НА ОСНОВЕ СВЕДЕНИЙ:
(a) Какие три имени называет Мориак, говоря о писателях, из идейного и творческого наследия которых он черпал прежде всего, согласно фрагменту текста о творчестве Мориака?
(b) Продолжите фрагмент текста о творчестве Мориака, начиная сразу после последнего приведенного в нем предложения.

Еще и сегодня люди сочетают свое христианское вероисповедание с грязью колониализма и антисемитизма, с презрением к чувствам и мыслям ближних. «Каїк странно, что именно тогда, когда дело касается смуглых лиц с семитскими чертами, преследователи совершенно не думают о своем боге, привязанном к столбу и брошенном на произвол палачей»

Да, святые не изменили хода истории. Они воздействовали на умы и сердца, но история осталась преступной.

Мориак-гуманист характеризует по достоинству нравственную ценность некоторых взглядов и поступков.

Мориак-идеалист отрезает себе путь к анализу их действительных социальных и исторических причин.

Мориак-христианин, веря в истину откровения, ищет в теологии решения терзающих его нравственных проблем.

Все это находит свое полное выражение в творчестве Мориака-художника, одного из крупнейших католических писателей.

Говоря о писателях, из идейного и творческого наследия которых он черпал прежде всего, Мориак называет три великих имени: Бальзака, Достоевского и Паскаля. И в самом деле, мы находим в его романах элементы их творческой манеры, их проблем и решений. Но все это подчинено основному драма- тическому вопросу — драматическим поискам ответа на вопрос, почему люди глухи к голосу Евангелия.

Бескомпромиссные поиски правды о человеческих страстях и чувство писательской ответственности, запрещающее изображать вещи, лично не пережитые, не прочувствованные, относящиеся к чуждой среде,— все это ведет Мориака в мир богатых торговцев из Бордо и землевладельцев из Ландов. Он стал, выражаясь его собственными словами, пиратом останков, интерпретирующим историю собственной семьи, создающим один живой образ из многочисленных трупов, роющимся в похороненных тайнах, восстанавливающим старые квартиры, населяющим чудовищами старые, добропорядочные дома («Еще раз о счастье»).

Так создаются «Тереза Дескейру», «Судьбы» и «Клубок змей».

Критика справедливо отмечала, что именно в последнем романе Мориак достиг совершенства: он разоблачил все формы ханжества буржуазной семьи, собственников, добропорядочных людей и что после «Кузена Понса» никто не сумел показать в столь ярком свете ревность, зависть и алчность на фоне семейной драмы, разыгравшейся вокруг богатства. Таким образом, здесь обнаруживается дух Бальзака, бальзаковские средства и результаты.

Но Бальзак, делая опись добродетелей и пороков и собирая проявления страсти, рисует историю нравов своего времени, чтобы, как он пишет в предисловии к «Человеческой комедии», «изучить основы или одну общую основу этих социальных явлений, уловить скрытый смысл огромного скопища типов, страстей и событий... Изображенное так Общество должно заключать в себе смысл своего развития»

ПРЕДСТАВЛЕННЫЕ ЗАПИСИ:
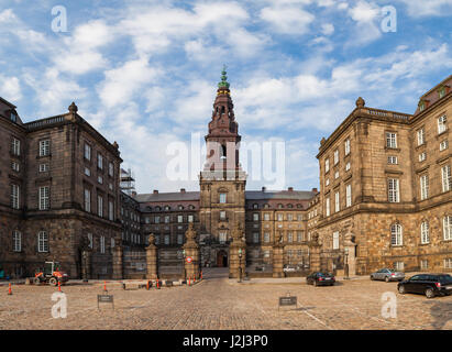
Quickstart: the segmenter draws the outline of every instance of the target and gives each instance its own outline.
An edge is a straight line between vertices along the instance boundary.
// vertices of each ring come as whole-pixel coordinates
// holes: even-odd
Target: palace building
[[[73,277],[144,278],[152,234],[157,275],[181,277],[196,232],[197,265],[229,266],[231,277],[241,265],[275,277],[451,272],[451,85],[452,76],[426,92],[414,114],[359,98],[320,142],[320,188],[311,190],[246,189],[224,70],[197,191],[136,194],[118,144],[74,103],[23,123],[0,98],[0,270],[20,277],[55,260]]]

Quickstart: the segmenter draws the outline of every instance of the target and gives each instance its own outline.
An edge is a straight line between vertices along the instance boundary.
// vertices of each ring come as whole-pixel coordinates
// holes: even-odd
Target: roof
[[[246,200],[260,199],[294,199],[308,200],[316,196],[317,193],[310,190],[246,190]]]
[[[309,200],[315,197],[317,193],[307,190],[246,190],[246,200],[267,200],[267,199],[294,199],[294,200]],[[139,202],[157,202],[157,201],[184,201],[184,200],[199,200],[199,191],[175,191],[164,194],[141,194],[133,199]]]
[[[177,200],[199,200],[199,191],[173,191],[165,194],[142,194],[134,199],[139,202],[147,201],[177,201]]]

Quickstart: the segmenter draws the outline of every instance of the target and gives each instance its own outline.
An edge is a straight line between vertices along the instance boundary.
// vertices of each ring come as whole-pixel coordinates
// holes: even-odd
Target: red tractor
[[[33,283],[35,285],[48,283],[49,285],[57,286],[58,282],[63,285],[68,279],[69,276],[62,272],[58,262],[45,262],[44,270],[40,268],[34,274]]]

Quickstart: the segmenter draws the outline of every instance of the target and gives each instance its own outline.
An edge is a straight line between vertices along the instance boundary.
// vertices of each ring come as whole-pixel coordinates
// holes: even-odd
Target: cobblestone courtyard
[[[239,284],[224,272],[206,272],[195,286],[123,290],[108,283],[114,296],[97,307],[103,283],[63,286],[67,318],[52,317],[49,286],[2,286],[0,329],[452,329],[452,296],[427,299],[398,295],[397,283],[342,280],[333,287],[300,283]],[[227,274],[225,274],[227,275]],[[382,317],[382,294],[397,295],[397,318]],[[297,296],[297,309],[278,310],[278,297]]]

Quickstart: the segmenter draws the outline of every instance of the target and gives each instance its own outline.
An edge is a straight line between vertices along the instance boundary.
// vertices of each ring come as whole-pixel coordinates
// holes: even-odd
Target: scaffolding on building
[[[130,168],[126,170],[121,168],[120,187],[121,190],[129,196],[132,196],[132,194],[135,193],[135,179]]]

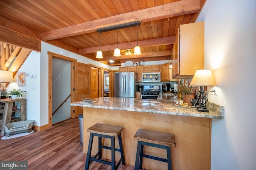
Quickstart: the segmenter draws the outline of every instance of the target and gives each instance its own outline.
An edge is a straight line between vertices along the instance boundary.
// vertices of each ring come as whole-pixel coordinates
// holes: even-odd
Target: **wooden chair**
[[[174,134],[139,129],[134,135],[134,139],[138,141],[134,170],[137,170],[142,168],[143,157],[167,162],[168,170],[172,170],[171,147],[175,147],[176,146],[175,139]],[[167,159],[144,154],[144,145],[166,149]]]
[[[89,169],[90,164],[92,161],[96,161],[103,164],[111,165],[112,170],[117,169],[121,162],[123,165],[125,165],[124,160],[124,150],[123,144],[122,141],[121,132],[124,127],[122,126],[113,126],[110,125],[104,125],[100,123],[96,123],[92,126],[89,127],[87,129],[87,131],[90,132],[90,141],[88,147],[88,151],[85,164],[85,170]],[[92,147],[93,137],[94,136],[98,137],[98,150],[95,155],[91,157],[92,152]],[[119,142],[120,149],[115,148],[115,137],[118,137]],[[102,138],[109,138],[111,139],[111,147],[108,147],[102,145]],[[110,149],[111,150],[111,162],[102,160],[102,149]],[[121,153],[121,158],[116,166],[115,151],[120,152]],[[96,157],[98,156],[98,158]]]

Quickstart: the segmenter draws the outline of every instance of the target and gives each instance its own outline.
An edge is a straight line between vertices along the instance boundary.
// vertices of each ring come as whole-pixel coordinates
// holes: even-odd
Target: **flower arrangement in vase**
[[[180,99],[183,98],[184,103],[187,103],[188,105],[191,106],[190,100],[192,99],[194,99],[195,95],[199,89],[198,89],[197,86],[190,86],[189,79],[186,85],[185,81],[184,80],[183,82],[180,81],[178,86],[178,94],[179,96],[180,95]]]

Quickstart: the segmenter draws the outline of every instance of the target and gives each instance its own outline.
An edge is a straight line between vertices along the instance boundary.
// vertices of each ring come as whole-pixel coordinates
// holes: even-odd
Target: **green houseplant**
[[[22,96],[22,93],[26,92],[26,91],[22,91],[20,89],[16,90],[14,89],[12,90],[7,92],[7,96],[12,95],[12,99],[15,99],[15,95],[17,96],[16,98],[21,98]]]
[[[196,93],[195,88],[189,84],[187,86],[183,84],[182,82],[180,82],[180,85],[178,86],[178,91],[180,92],[181,96],[183,96],[184,102],[187,103],[188,105],[191,106],[190,100],[192,99],[194,99]]]

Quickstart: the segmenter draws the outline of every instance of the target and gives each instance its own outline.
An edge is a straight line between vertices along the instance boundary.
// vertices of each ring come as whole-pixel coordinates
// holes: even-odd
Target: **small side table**
[[[4,109],[0,109],[0,113],[3,113],[3,119],[0,120],[0,127],[1,128],[0,136],[3,136],[4,135],[4,126],[11,122],[12,106],[13,103],[15,102],[20,102],[20,109],[15,111],[20,111],[20,121],[26,120],[26,99],[14,100],[2,99],[0,100],[0,103],[4,103]]]

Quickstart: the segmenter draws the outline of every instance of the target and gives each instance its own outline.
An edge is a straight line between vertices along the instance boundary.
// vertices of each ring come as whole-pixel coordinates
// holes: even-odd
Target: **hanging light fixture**
[[[138,24],[137,24],[137,45],[134,47],[134,52],[133,53],[134,55],[140,55],[140,47],[138,45]]]
[[[102,52],[100,51],[100,32],[99,31],[99,50],[97,51],[96,58],[97,59],[103,59]]]
[[[115,57],[120,57],[121,56],[121,54],[120,53],[120,49],[118,49],[118,28],[116,28],[116,48],[115,49],[115,51],[114,52],[114,56]]]

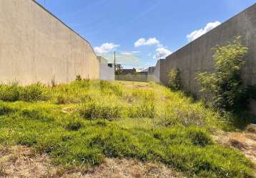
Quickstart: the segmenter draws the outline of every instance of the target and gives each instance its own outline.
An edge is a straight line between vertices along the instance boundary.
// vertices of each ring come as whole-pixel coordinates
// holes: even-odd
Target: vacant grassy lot
[[[170,165],[188,177],[252,177],[252,163],[215,143],[228,115],[154,83],[74,81],[0,85],[0,144],[32,147],[53,164],[97,166],[105,157]]]

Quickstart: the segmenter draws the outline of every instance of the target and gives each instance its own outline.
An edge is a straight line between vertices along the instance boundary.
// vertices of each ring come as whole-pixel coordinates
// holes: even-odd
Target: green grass
[[[222,121],[228,116],[154,83],[2,85],[0,99],[0,143],[32,147],[58,165],[127,157],[162,162],[188,177],[253,177],[242,153],[212,140],[213,128],[232,128]]]

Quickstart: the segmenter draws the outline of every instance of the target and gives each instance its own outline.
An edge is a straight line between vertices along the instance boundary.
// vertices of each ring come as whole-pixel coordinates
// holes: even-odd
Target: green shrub
[[[46,100],[49,98],[49,88],[40,83],[24,87],[21,93],[21,99],[26,102]]]
[[[132,118],[154,118],[156,116],[156,103],[144,100],[135,103],[128,108],[128,116]]]
[[[17,101],[20,98],[21,87],[18,83],[0,85],[0,100],[7,102]]]
[[[17,111],[17,109],[10,106],[4,103],[0,102],[0,116],[6,115]]]
[[[206,131],[196,127],[189,128],[187,132],[187,137],[190,138],[192,144],[196,146],[205,147],[213,143]]]
[[[43,108],[31,108],[22,109],[21,110],[21,115],[24,118],[39,120],[41,122],[51,122],[54,120],[54,117]]]
[[[72,120],[66,126],[66,129],[71,131],[77,131],[83,127],[83,123],[79,120]]]
[[[181,90],[180,73],[178,68],[172,69],[168,73],[169,87],[174,91]]]
[[[215,72],[199,73],[196,79],[200,83],[201,91],[206,100],[215,108],[240,110],[246,106],[246,87],[240,78],[245,56],[248,48],[236,37],[227,46],[217,46],[214,50]]]

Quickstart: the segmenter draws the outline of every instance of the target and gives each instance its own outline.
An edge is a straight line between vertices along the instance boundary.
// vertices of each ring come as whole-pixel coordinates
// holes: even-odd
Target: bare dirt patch
[[[65,170],[51,164],[47,155],[36,155],[23,147],[0,147],[0,177],[184,177],[159,163],[107,158],[95,168]]]
[[[225,132],[218,131],[214,139],[222,145],[233,147],[243,152],[256,164],[256,132]]]

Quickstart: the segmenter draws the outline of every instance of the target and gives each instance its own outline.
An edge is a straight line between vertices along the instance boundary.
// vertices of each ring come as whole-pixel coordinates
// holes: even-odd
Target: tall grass
[[[1,85],[0,143],[33,147],[64,167],[127,157],[160,162],[189,177],[252,177],[243,155],[212,141],[210,128],[224,125],[219,113],[182,93],[147,85],[86,80],[54,88]],[[69,108],[74,112],[62,112]]]

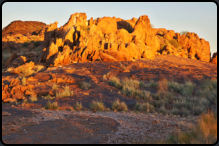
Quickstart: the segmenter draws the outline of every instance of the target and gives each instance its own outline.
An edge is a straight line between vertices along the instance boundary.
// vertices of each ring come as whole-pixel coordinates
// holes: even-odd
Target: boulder
[[[97,27],[100,27],[103,34],[115,33],[117,30],[117,22],[111,17],[103,17],[98,19]]]
[[[8,60],[6,61],[5,63],[5,67],[8,67],[8,65],[13,61],[15,60],[16,58],[18,58],[19,56],[17,55],[17,52],[13,52],[11,54],[11,56],[8,58]]]
[[[212,59],[211,59],[211,63],[217,64],[217,52],[215,52],[215,53],[213,54],[213,57],[212,57]]]
[[[102,61],[104,62],[113,62],[113,61],[117,61],[116,58],[114,58],[111,55],[108,55],[106,53],[100,52],[100,58]]]

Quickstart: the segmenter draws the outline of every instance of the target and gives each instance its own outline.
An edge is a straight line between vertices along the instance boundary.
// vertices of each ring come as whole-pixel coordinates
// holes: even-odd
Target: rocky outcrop
[[[182,56],[201,61],[210,61],[210,45],[197,34],[188,32],[180,35],[173,30],[154,29],[160,42],[160,53]]]
[[[57,22],[47,25],[39,61],[58,66],[75,61],[151,59],[160,49],[146,15],[131,20],[86,18],[85,13],[75,13],[60,28]]]
[[[34,59],[15,56],[11,63],[37,61],[47,66],[59,66],[72,62],[88,61],[130,61],[133,59],[154,59],[156,55],[174,55],[196,60],[210,61],[210,45],[195,33],[180,35],[173,30],[151,27],[148,16],[143,15],[130,20],[115,17],[103,17],[87,20],[85,13],[72,14],[68,22],[57,27],[58,22],[43,25],[38,37],[43,37],[40,54]],[[38,28],[37,28],[38,29]],[[39,29],[38,29],[39,30]],[[5,33],[6,31],[4,31]],[[29,36],[16,34],[19,40],[27,41]],[[2,40],[9,43],[4,46],[19,48],[14,36]],[[33,43],[27,48],[32,50]],[[214,59],[215,60],[215,59]],[[14,62],[13,62],[14,61]],[[212,62],[212,61],[211,61]],[[215,62],[215,61],[214,61]]]
[[[11,22],[8,26],[3,28],[2,30],[2,37],[5,36],[13,36],[16,34],[21,34],[21,35],[27,35],[33,34],[33,35],[38,35],[43,27],[45,27],[46,24],[43,22],[38,22],[38,21],[13,21]]]
[[[211,58],[211,63],[217,64],[217,52],[215,52]]]

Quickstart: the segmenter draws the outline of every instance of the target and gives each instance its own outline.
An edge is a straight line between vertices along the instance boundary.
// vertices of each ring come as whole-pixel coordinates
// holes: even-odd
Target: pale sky
[[[217,52],[217,5],[213,2],[6,2],[2,5],[2,29],[15,20],[58,21],[61,27],[76,12],[86,13],[87,20],[148,15],[154,28],[194,32],[209,41],[211,54]]]

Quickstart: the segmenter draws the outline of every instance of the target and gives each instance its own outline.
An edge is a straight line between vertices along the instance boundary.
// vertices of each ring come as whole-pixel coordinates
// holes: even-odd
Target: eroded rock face
[[[46,24],[38,21],[13,21],[2,30],[2,37],[8,35],[38,35]]]
[[[75,13],[60,28],[57,22],[47,25],[39,61],[54,66],[73,61],[127,61],[153,58],[160,49],[146,15],[131,20],[86,18],[85,13]]]
[[[188,32],[180,35],[173,30],[154,29],[160,42],[160,53],[182,56],[201,61],[210,61],[210,45],[197,34]]]
[[[217,64],[217,52],[213,54],[213,57],[211,58],[211,63]]]
[[[15,65],[17,62],[22,64],[28,61],[58,66],[72,62],[154,59],[157,54],[206,62],[211,59],[208,41],[199,38],[195,33],[180,35],[173,30],[152,28],[146,15],[131,20],[115,17],[86,19],[85,13],[75,13],[60,28],[57,27],[58,22],[43,25],[38,33],[44,40],[40,54],[33,57],[34,59],[27,58],[26,61],[14,61],[19,57],[14,55],[8,59],[6,66],[13,62]],[[28,34],[16,34],[2,40],[16,42],[15,36],[23,41],[29,38]],[[14,42],[2,45],[19,49],[20,44]],[[31,50],[33,47],[34,45],[30,44],[27,48]]]

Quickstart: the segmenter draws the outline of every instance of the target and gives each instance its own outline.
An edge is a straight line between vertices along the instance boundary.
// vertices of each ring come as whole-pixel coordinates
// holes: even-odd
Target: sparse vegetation
[[[120,102],[119,99],[113,102],[112,110],[114,111],[128,111],[128,107],[125,102]]]
[[[53,85],[52,85],[52,90],[56,90],[56,89],[58,89],[58,85],[53,84]]]
[[[183,96],[190,96],[192,95],[193,89],[195,87],[195,84],[192,82],[187,81],[181,88],[180,93]]]
[[[148,87],[150,88],[157,88],[158,86],[158,83],[157,82],[154,82],[154,81],[151,81],[149,84],[148,84]]]
[[[81,110],[82,109],[82,104],[81,104],[81,102],[79,103],[79,102],[76,102],[76,105],[75,105],[75,109],[76,110]]]
[[[105,106],[104,103],[101,101],[92,101],[92,104],[90,104],[91,110],[96,110],[96,111],[104,111]]]
[[[26,78],[25,77],[22,77],[22,80],[21,80],[21,82],[22,82],[22,85],[26,85]]]
[[[63,92],[56,92],[56,97],[68,97],[73,95],[74,92],[69,89],[69,86],[65,86]]]
[[[109,79],[109,82],[108,82],[111,86],[114,86],[116,88],[120,88],[121,87],[121,82],[119,80],[119,78],[117,77],[111,77]]]
[[[145,103],[136,103],[135,109],[138,111],[146,112],[146,113],[152,113],[154,112],[154,106],[149,104],[148,102]]]
[[[84,90],[90,89],[90,87],[91,87],[91,82],[84,81],[79,84],[79,88],[84,89]]]
[[[198,126],[190,131],[171,133],[166,144],[214,144],[217,141],[217,117],[212,113],[202,114]]]
[[[37,101],[37,96],[36,96],[36,95],[31,95],[30,98],[29,98],[29,100],[30,100],[31,102],[35,102],[35,101]]]
[[[57,110],[59,108],[58,103],[57,102],[53,102],[51,103],[50,101],[46,104],[45,109],[54,109]]]

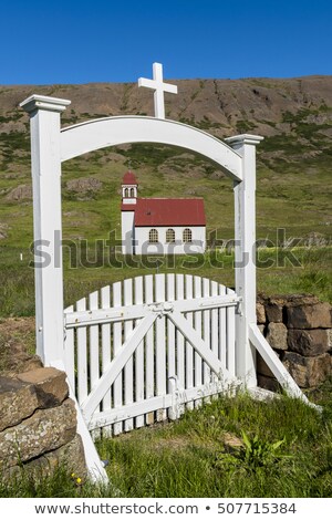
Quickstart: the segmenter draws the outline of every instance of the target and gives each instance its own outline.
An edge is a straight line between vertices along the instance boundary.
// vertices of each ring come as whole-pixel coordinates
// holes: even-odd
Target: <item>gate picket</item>
[[[175,300],[175,275],[167,274],[167,301]],[[175,326],[167,320],[167,383],[168,393],[170,393],[170,378],[176,377],[176,357],[175,357]]]
[[[89,295],[89,310],[94,311],[98,308],[98,293],[97,291],[92,292]],[[97,384],[100,378],[100,337],[98,337],[98,325],[91,325],[89,330],[89,391]],[[101,412],[101,405],[97,406],[95,413]],[[93,431],[93,439],[96,440],[100,436],[98,430]]]
[[[86,310],[86,300],[82,298],[76,302],[76,311]],[[77,330],[77,401],[81,405],[87,397],[87,354],[86,327]]]
[[[186,274],[186,300],[193,300],[193,275]],[[193,325],[193,313],[185,314],[188,323]],[[186,341],[186,388],[194,386],[194,350],[188,341]],[[193,409],[194,403],[187,403],[187,408]]]
[[[153,275],[145,277],[145,303],[153,303],[154,301],[154,284]],[[145,336],[145,363],[146,363],[146,398],[149,399],[155,395],[155,353],[154,353],[154,329],[152,327]],[[146,424],[151,425],[155,422],[154,412],[146,414]]]
[[[194,292],[195,292],[195,298],[200,298],[201,297],[201,278],[200,277],[195,277],[194,279]],[[195,330],[201,337],[201,312],[196,311],[194,313],[194,323],[195,323]],[[203,364],[201,364],[201,357],[200,355],[195,352],[195,386],[200,386],[203,383]],[[195,401],[195,407],[199,406],[201,404],[201,399]]]
[[[68,308],[66,371],[93,437],[179,417],[232,384],[239,301],[208,279],[158,273]]]
[[[209,297],[210,295],[210,281],[207,278],[203,279],[203,295]],[[207,343],[210,343],[210,311],[203,312],[203,321],[204,321],[204,340]],[[204,379],[205,385],[210,384],[210,368],[206,363],[204,363]]]
[[[176,299],[184,300],[184,275],[176,274]],[[177,379],[179,388],[185,388],[185,339],[183,334],[176,330],[177,346]]]
[[[65,313],[73,312],[74,305],[65,309]],[[75,382],[75,331],[74,329],[68,329],[65,331],[65,344],[64,344],[64,362],[66,366],[66,375],[70,382],[70,385],[74,393],[76,393],[76,382]]]
[[[135,303],[143,303],[143,278],[135,278]],[[141,320],[136,320],[136,324]],[[144,401],[144,340],[139,343],[135,352],[135,403]],[[144,415],[138,415],[135,419],[136,428],[144,426]]]
[[[155,275],[155,288],[157,303],[165,302],[165,274]],[[160,315],[156,321],[156,389],[157,395],[165,395],[166,392],[166,349],[165,349],[165,316]],[[157,412],[157,420],[166,420],[166,409],[160,408]]]
[[[133,280],[124,281],[124,305],[129,306],[133,304]],[[124,323],[124,339],[127,340],[133,331],[133,321],[127,320]],[[124,403],[129,405],[134,402],[134,364],[131,357],[124,368]],[[124,423],[125,431],[131,431],[134,428],[134,420],[126,419]]]
[[[113,283],[113,306],[117,308],[122,305],[122,287],[121,282]],[[122,323],[117,322],[113,325],[113,357],[115,357],[121,351],[122,346]],[[123,374],[122,372],[116,377],[113,384],[113,403],[114,408],[120,408],[122,406],[122,385],[123,385]],[[122,422],[114,424],[114,435],[121,434],[123,430]]]
[[[101,289],[101,303],[102,309],[111,308],[111,288],[110,285],[103,287]],[[106,371],[107,366],[111,363],[111,325],[110,323],[104,323],[102,325],[102,373]],[[108,412],[112,408],[112,396],[111,388],[106,392],[103,402],[102,409],[103,412]],[[112,426],[105,426],[103,428],[103,435],[110,437],[112,435]]]

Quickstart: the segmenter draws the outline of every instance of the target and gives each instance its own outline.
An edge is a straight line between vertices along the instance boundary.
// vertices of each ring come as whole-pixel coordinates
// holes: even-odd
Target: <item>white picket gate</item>
[[[189,274],[127,279],[64,311],[65,367],[95,434],[179,417],[237,384],[235,292]]]

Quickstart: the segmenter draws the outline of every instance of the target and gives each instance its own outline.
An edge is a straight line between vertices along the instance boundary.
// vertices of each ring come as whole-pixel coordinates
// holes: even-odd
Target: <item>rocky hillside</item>
[[[170,82],[178,85],[178,95],[166,94],[168,118],[191,124],[219,138],[239,133],[264,136],[258,147],[258,225],[263,233],[264,226],[294,222],[299,226],[305,222],[304,232],[325,233],[325,226],[331,222],[328,185],[332,154],[332,76]],[[29,122],[19,103],[32,93],[71,100],[62,115],[64,126],[92,117],[154,113],[152,92],[134,83],[0,86],[0,200],[12,217],[18,216],[13,210],[18,202],[31,200]],[[73,200],[101,197],[106,205],[110,197],[118,197],[120,179],[128,164],[139,179],[145,178],[141,185],[145,196],[178,193],[203,196],[210,201],[210,227],[218,225],[217,208],[224,199],[217,190],[220,193],[222,187],[224,193],[224,185],[217,186],[214,181],[220,180],[221,173],[199,157],[162,146],[154,149],[147,145],[123,146],[69,162],[64,165],[64,209]],[[110,165],[113,184],[108,178]],[[82,181],[91,175],[92,178]],[[226,198],[228,200],[228,194]],[[86,205],[86,215],[79,206],[70,210],[74,217],[73,211],[79,211],[83,227],[94,222],[96,228],[106,229],[110,218],[113,226],[118,222],[117,199],[107,221],[103,220],[104,214],[100,218],[89,214]],[[101,211],[104,211],[103,206]],[[0,212],[2,238],[8,236],[8,226],[12,226],[8,212],[4,214]],[[228,211],[224,217],[225,229],[231,221]]]

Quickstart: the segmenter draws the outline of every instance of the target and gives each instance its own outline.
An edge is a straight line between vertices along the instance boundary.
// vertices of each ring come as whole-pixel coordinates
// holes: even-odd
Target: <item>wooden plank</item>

ОТВЕТЫ ПО ЗАДАНИЯМ:
(a) Бальзака, Достоевского и Паскаля.

(b)
Для Мориака истории в таком смысле не существует. В переживаниях и поступках сменяющихся поколений он видит все ту же картину борьбы добра со злом, картину выбора между порядком благодати и порядком природы.

В своем «Дневнике» он прямо заявляет, что исторический контекст и социальная позиция — всего лишь внешняя маска, за которой скрывается вечный человек со своей вечной проблемой. И если снять эту маску, становится ясно, что под ней живет «все то же человеческое существо, одинаковое во все времена: оно страдает, отчаивается, ревнует, способно совершить убийство и принести себя в жертву...»89. Именно это утверждение извечной сути человечности в сочетании с печальным опытом характера отношений между людьми и мышления среды самого писателя — помещиков и портовых торговцев — создает тот отвратительный образ вневременного человеческого существа, при мысли о котором «мы чувствуем противную горечь во рту». Вот человек, говорит Мориак в «Подражании палачам»,— существо хитрое и полное ненависти, а прежде всего жадное, стремящееся исключительно к собственной выгоде, к богатству, добываемому порою за счет целых рас. Что можно сделать из этого исполненного ханжества сущест- ва, которое самые низменные страети прячет за высокими словами и высокими чувствами, охотнее всего пользуясь при этом словом «родина»?

Таков порядок природы: зло плоти заявляет о своих правах, губя душу.

Вот закономерность первородного греха: «Мы родились с запятнанной плотью...

Бог сделал род человеческий козлом отпущения за все индивидуальные грехи — он осуждает род, чтобы спасти личность»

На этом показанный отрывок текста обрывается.